### Document excerpt

------

After appropriate deferral to the PHRC, and after investigating plaintiff's charge, the EEOC issued a right-to-sue letter to plaintiff on May 6, 1974.
Plaintiff then filed her judicial complaint on May 28, 1974.
Pursuant to plaintiff's motion to amend, this Court granted leave to plaintiff to file an amended complaint, which included, inter alia, class action allegations pursuant to Rule 23, Fed.R.Civ.P. Plaintiff's amended complaint was filed on December 11, 1974.
Pursuant to Rule 23(b)(2) of the Federal Rules of Civil Procedure, by Opinion and Order dated March 25, 1976, this Court certified this action as a class action. We defined the class as all present female faculty employees at Swarthmore College, all future female faculty employees at Swarthmore College, all former female faculty employees who left the employ of Swarthmore College on or subsequent to March 24, 1972, and those applicants for faculty positions who applied to Swarthmore College and were rejected on or subsequent to March 24, 1972, who have been, are at present being or in the future may be:
(1) denied hire, promotion and/or tenure at Swarthmore College or were not recruited by Swarthmore on account of their sex; and/or
(2) denied equal compensation for performance of substantially similar work as is performed by male faculty members at Swarthmore College, on account of their sex.

------

### Source excerpt
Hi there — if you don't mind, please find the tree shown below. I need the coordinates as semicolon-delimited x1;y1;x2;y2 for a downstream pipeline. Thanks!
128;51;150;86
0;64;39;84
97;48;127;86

------

### Parts of the exercise
1. Does each statement agree with the Swarthmore class action excerpt? For each, answer yes or no and quote the words of the excerpt that decide it. (a) The EEOC issued the right-to-sue letter on May 6, 1974. (b) The Court certified the class under Rule 23(b)(3). (c) The class includes faculty applicants whom Swarthmore College rejected on or after March 24, 1972.
2. Can you reproduce the passage of the Swarthmore class action excerpt starting at "After appropriate deferral" and ending at "May 6, 1974.", substituting "Commission" for "EEOC"?
3. What are all the distinct calendar dates that appear in the Swarthmore class action excerpt?

### Responses to the exercise
1.
(a) Yes: "the EEOC issued a right-to-sue letter to plaintiff on May 6, 1974"
(b) No: "Pursuant to Rule 23(b)(2) of the Federal Rules of Civil Procedure"
(c) Yes: "those applicants for faculty positions who applied to Swarthmore College and were rejected on or subsequent to March 24, 1972"

2.
After appropriate deferral to the PHRC, and after investigating plaintiff's charge, the Commission issued a right-to-sue letter to plaintiff on May 6, 1974.

3.
May 6, 1974
May 28, 1974
December 11, 1974
March 25, 1976
March 24, 1972